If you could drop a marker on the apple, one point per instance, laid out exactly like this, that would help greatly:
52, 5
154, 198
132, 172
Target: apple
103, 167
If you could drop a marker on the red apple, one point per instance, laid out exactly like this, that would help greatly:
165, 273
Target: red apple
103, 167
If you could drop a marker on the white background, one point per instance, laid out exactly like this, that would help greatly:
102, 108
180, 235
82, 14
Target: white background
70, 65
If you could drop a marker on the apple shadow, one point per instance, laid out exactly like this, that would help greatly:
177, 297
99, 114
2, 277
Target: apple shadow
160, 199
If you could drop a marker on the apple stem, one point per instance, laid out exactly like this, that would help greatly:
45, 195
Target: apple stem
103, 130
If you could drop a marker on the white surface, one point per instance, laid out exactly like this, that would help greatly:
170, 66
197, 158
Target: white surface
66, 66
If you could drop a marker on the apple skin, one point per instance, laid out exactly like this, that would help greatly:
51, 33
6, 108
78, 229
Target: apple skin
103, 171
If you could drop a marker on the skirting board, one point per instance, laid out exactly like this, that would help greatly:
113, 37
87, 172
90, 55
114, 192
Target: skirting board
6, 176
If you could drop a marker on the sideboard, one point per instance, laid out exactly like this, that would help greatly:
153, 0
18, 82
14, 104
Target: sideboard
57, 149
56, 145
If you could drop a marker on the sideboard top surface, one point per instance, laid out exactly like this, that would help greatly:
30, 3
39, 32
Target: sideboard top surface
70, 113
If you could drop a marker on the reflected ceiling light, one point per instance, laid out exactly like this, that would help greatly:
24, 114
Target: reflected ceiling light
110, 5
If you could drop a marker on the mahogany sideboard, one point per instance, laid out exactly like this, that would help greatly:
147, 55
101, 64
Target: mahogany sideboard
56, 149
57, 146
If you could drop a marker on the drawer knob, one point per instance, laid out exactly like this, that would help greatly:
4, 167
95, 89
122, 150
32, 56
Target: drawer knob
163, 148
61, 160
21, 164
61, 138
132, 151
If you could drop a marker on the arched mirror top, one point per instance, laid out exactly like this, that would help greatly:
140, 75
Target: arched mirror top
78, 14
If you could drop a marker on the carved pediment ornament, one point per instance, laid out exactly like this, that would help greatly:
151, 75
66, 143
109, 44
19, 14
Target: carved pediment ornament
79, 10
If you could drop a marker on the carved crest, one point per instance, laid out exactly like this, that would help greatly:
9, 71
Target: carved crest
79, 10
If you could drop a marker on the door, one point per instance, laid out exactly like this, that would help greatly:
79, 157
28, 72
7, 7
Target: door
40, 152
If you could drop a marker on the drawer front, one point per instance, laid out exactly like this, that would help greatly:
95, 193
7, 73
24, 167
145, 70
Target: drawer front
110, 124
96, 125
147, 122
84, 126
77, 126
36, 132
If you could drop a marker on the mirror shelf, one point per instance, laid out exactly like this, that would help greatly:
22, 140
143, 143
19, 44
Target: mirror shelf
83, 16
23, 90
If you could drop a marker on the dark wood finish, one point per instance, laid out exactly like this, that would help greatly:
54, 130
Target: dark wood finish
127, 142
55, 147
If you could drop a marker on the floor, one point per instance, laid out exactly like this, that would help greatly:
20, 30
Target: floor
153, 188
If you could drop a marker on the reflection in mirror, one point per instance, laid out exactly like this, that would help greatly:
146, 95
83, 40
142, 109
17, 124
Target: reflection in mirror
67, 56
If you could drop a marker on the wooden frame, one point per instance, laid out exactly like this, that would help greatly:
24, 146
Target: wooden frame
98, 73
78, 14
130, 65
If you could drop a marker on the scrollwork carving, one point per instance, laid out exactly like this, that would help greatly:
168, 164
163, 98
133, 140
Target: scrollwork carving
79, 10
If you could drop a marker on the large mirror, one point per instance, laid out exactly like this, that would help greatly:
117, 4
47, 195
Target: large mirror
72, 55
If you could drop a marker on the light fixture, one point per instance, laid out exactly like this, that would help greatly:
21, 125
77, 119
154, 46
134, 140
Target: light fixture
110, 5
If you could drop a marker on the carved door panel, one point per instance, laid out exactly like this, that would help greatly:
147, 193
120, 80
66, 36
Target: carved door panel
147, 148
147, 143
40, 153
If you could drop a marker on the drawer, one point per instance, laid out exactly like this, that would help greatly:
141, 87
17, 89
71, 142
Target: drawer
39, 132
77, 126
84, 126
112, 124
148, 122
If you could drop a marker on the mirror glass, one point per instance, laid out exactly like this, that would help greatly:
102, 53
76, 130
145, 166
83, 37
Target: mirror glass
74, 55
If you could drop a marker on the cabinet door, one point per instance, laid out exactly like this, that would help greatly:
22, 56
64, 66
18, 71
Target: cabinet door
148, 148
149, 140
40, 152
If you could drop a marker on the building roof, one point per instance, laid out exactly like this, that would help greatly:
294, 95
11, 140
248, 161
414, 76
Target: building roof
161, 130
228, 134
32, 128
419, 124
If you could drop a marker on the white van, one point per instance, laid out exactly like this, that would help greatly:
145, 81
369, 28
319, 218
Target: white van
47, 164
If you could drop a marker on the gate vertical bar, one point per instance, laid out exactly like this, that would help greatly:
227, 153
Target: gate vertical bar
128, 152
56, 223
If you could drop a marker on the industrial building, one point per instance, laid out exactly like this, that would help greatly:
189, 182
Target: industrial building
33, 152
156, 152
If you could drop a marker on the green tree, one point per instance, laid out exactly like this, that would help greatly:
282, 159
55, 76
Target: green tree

Problem: Scan the material above for the word "tree", and copy every line in which it is found.

Task result:
If you could drop a marker on the green tree, one point per instance, laid out exactly like this, that would help greatly:
Target: green tree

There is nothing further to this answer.